• **BRIEF**
Take the entries below and print all of them exactly, please.

*** MATERIAL FOR THE TASK ***

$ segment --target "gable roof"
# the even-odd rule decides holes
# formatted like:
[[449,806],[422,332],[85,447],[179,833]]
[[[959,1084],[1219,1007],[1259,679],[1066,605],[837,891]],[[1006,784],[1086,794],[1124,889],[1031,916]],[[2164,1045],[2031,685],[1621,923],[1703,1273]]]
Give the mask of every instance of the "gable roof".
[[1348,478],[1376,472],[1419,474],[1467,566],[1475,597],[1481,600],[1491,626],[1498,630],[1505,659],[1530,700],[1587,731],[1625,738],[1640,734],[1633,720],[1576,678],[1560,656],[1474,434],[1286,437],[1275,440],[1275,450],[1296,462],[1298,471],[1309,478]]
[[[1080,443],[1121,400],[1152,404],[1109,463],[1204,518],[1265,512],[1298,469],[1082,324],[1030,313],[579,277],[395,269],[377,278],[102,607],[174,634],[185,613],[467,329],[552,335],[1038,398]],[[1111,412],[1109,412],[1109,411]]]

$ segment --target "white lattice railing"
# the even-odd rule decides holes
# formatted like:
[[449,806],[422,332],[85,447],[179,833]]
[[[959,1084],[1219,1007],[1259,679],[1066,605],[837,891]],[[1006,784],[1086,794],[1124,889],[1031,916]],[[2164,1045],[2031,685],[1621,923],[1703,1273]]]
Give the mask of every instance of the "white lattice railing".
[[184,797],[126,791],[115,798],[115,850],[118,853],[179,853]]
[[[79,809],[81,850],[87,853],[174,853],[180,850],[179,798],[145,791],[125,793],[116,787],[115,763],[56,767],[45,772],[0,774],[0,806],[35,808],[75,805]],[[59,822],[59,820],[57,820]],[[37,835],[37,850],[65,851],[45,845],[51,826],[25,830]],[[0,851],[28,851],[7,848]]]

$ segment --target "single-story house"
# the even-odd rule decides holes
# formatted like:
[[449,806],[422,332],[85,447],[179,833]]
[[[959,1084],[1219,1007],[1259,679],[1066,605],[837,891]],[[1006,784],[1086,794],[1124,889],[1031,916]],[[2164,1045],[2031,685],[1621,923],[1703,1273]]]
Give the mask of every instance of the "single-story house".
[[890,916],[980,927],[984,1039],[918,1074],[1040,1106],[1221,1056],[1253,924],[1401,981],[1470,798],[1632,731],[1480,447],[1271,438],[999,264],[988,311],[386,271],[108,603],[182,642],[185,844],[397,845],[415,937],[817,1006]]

*** End of MATERIAL FOR THE TASK ***

• **TASK OUTPUT**
$ segment --target "gable roof"
# the even-odd rule decides holes
# formatted like:
[[449,806],[422,332],[85,447],[179,833]]
[[[959,1084],[1219,1007],[1259,679],[1066,605],[837,891]],[[1006,784],[1086,794],[1124,889],[1031,916]],[[2164,1045],[2031,685],[1621,923],[1703,1273]]]
Give the mask of every instance of the "gable roof".
[[1348,478],[1376,472],[1419,474],[1467,566],[1475,597],[1481,600],[1491,626],[1498,630],[1505,659],[1530,700],[1587,731],[1625,738],[1640,734],[1633,720],[1576,678],[1560,656],[1474,434],[1286,437],[1275,440],[1275,450],[1296,462],[1298,471],[1309,478]]
[[[1080,443],[1121,400],[1152,404],[1109,463],[1204,518],[1265,512],[1298,469],[1082,324],[1030,313],[579,277],[395,269],[377,278],[102,607],[174,634],[185,613],[467,329],[552,335],[1038,398]],[[1111,412],[1109,412],[1109,411]]]

$ segment --target "white lattice railing"
# the even-odd rule decides holes
# formatted like:
[[449,806],[422,332],[85,447],[179,833]]
[[[959,1084],[1219,1007],[1259,679],[1066,605],[837,891]],[[1006,784],[1086,794],[1124,889],[1031,916]],[[2164,1045],[2031,685],[1621,923],[1703,1273]]]
Give the mask of every instance of the "white lattice railing".
[[184,797],[126,791],[115,798],[115,850],[118,853],[179,853]]
[[[79,809],[81,850],[87,853],[174,853],[180,850],[179,798],[145,791],[125,793],[116,787],[115,763],[56,767],[45,772],[0,774],[0,806],[35,808],[75,805]],[[59,822],[59,820],[57,820]],[[37,835],[37,850],[65,851],[45,845],[51,826],[25,830]],[[0,851],[28,851],[7,848]]]

$ segment --target "single-story house"
# the even-odd rule decides holes
# formatted like:
[[449,806],[422,332],[85,447],[179,833]]
[[[959,1084],[1219,1007],[1259,679],[1066,605],[837,891]],[[1006,784],[1086,794],[1124,889],[1031,916]],[[2164,1045],[2031,685],[1621,923],[1703,1273]]]
Give the mask of every instance of the "single-story house".
[[890,916],[980,927],[984,1039],[918,1074],[1040,1106],[1221,1056],[1253,924],[1401,981],[1470,798],[1632,731],[1480,447],[1271,438],[999,264],[988,311],[386,271],[108,603],[182,642],[185,844],[397,845],[415,937],[817,1006]]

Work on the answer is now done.